**ИСХОДНЫЙ ТЕКСТ**
►

РАБОТА В БОЛЬШОМ ТЕАТРЕ.
Самсон и Далила (продолжение)
Вспоминаю, как в этом действии танцевала знаменитую «Вакханалию» Екатерина Васильевна Гельцер.
Из-за кулис выбегала юная стройная девушка, в хитоне оранжево-красного цвета, ее каштановые, с рыжеватым оттенком волосы были распущены, голова убрана виноградными листьями, в руках она держала виноградную лозу. Она начинала резвиться, играть и шутя танцевать, изображая наивную девочку. Вдруг, вся съежившись, она садилась, на пол и прислушивалась к приближавшимся шагам. Появлялся юноша — еврейский воин. Девушка смущалась и рисовала на песке какие-то знаки. Юноша подходил к ней, тогда она начинала танцевать, сначала медленно, а потом тадец постепенно переходил в страстную пляску, в дикое кружение. Потом начиналась «Вакханалия». В страстном порыве юноша уносил девушку со сцены.
Танец Гельцер отличался ярким артистизмом, предельной выразительностью, темпераментом, экспрессивностью; особенно пластичны и музыкальны были руки. Все ее движения сливались с музыкой. Гельцер была не только танцовщицей, но и артисткой. В то время это перевоплощение в образ и актерская игра в танце были новаторством.
Финал оперы был грандиозен. В разгар веселья входит слепой Самсон, его ведет ребенок. Толпа встречала Самсона насмешками и издевательствами. Далила медленно сходила по ступенькам, подходила к Самсону с чашей в руках и пела ему: «Помнишь ли ты минуты наслаждения?! Помнишь ли ты ласк жгучих упоенье? Тайну твою вырвала я, выдать ее я обещала. Далила отмстила тебе за Дагона, за народ, за униженье».
Я и Верховный жрец направлялись в алтарь. На жертвеннике, убранном цветами, горел огонь. Взяв чаши, мы совершали возлияние. Самсон стоял посреди сцены, подавленный горем, он просил ребенка поставить его между двух колонн. Почувствовав вновь обретенную силу (за долгое время пребывания в тюрьме волосы его выросли), Самсон расшатывал колонны, и храм рушился среди общего крика и уя^аса...

◄

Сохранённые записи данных

►

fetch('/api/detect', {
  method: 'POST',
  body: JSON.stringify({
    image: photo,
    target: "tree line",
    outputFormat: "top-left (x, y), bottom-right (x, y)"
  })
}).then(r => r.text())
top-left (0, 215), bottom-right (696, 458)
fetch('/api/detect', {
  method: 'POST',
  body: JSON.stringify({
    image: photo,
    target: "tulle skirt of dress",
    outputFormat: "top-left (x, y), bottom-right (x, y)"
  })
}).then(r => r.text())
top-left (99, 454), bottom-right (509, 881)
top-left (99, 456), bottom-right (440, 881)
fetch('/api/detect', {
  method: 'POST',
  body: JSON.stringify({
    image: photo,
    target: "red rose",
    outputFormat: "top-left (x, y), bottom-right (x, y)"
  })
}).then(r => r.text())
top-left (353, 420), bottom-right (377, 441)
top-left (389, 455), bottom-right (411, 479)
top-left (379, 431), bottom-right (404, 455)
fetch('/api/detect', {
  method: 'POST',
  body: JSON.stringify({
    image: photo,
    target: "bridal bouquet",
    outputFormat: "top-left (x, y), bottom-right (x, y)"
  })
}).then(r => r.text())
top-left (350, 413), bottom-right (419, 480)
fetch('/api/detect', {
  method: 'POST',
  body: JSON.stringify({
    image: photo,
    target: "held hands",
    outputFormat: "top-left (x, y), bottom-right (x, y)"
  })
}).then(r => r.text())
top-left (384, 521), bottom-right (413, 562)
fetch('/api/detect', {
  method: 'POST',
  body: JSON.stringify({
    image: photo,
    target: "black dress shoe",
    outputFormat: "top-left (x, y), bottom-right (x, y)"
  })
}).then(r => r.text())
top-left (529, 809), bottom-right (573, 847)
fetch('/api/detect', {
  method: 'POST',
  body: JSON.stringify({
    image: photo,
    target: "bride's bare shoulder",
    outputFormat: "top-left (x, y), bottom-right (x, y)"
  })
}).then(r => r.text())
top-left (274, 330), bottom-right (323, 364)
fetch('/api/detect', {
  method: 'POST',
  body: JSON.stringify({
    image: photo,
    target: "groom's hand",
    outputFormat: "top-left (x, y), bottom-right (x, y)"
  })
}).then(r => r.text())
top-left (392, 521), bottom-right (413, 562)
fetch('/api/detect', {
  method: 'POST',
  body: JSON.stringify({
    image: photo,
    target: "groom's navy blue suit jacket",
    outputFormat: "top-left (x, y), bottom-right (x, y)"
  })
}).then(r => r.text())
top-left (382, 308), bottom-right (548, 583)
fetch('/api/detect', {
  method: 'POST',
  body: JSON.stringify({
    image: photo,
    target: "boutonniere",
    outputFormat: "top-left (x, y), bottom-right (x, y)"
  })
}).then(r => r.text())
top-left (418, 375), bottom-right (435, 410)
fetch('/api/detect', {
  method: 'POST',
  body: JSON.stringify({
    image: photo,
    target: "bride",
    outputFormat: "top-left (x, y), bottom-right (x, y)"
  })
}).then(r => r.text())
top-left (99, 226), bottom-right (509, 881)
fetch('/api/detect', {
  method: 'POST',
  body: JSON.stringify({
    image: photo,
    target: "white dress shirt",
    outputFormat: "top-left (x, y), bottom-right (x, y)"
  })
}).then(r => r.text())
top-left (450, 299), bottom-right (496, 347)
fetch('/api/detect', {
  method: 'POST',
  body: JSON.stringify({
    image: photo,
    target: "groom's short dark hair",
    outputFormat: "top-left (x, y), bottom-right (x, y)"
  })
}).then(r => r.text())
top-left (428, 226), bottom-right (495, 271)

◄

**УСЛОВИЕ ЗАДАНИЯ**
Запишите полностью и без единого изменения приведённый выше текст о постановке оперы «Самсон и Далила» в Большом театре.

**РЕШЕНИЕ ЗАДАНИЯ**
РАБОТА В БОЛЬШОМ ТЕАТРЕ.
Самсон и Далила (продолжение)
Вспоминаю, как в этом действии танцевала знаменитую «Вакханалию» Екатерина Васильевна Гельцер.
Из-за кулис выбегала юная стройная девушка, в хитоне оранжево-красного цвета, ее каштановые, с рыжеватым оттенком волосы были распущены, голова убрана виноградными листьями, в руках она держала виноградную лозу. Она начинала резвиться, играть и шутя танцевать, изображая наивную девочку. Вдруг, вся съежившись, она садилась, на пол и прислушивалась к приближавшимся шагам. Появлялся юноша — еврейский воин. Девушка смущалась и рисовала на песке какие-то знаки. Юноша подходил к ней, тогда она начинала танцевать, сначала медленно, а потом тадец постепенно переходил в страстную пляску, в дикое кружение. Потом начиналась «Вакханалия». В страстном порыве юноша уносил девушку со сцены.
Танец Гельцер отличался ярким артистизмом, предельной выразительностью, темпераментом, экспрессивностью; особенно пластичны и музыкальны были руки. Все ее движения сливались с музыкой. Гельцер была не только танцовщицей, но и артисткой. В то время это перевоплощение в образ и актерская игра в танце были новаторством.
Финал оперы был грандиозен. В разгар веселья входит слепой Самсон, его ведет ребенок. Толпа встречала Самсона насмешками и издевательствами. Далила медленно сходила по ступенькам, подходила к Самсону с чашей в руках и пела ему: «Помнишь ли ты минуты наслаждения?! Помнишь ли ты ласк жгучих упоенье? Тайну твою вырвала я, выдать ее я обещала. Далила отмстила тебе за Дагона, за народ, за униженье».
Я и Верховный жрец направлялись в алтарь. На жертвеннике, убранном цветами, горел огонь. Взяв чаши, мы совершали возлияние. Самсон стоял посреди сцены, подавленный горем, он просил ребенка поставить его между двух колонн. Почувствовав вновь обретенную силу (за долгое время пребывания в тюрьме волосы его выросли), Самсон расшатывал колонны, и храм рушился среди общего крика и уя^аса...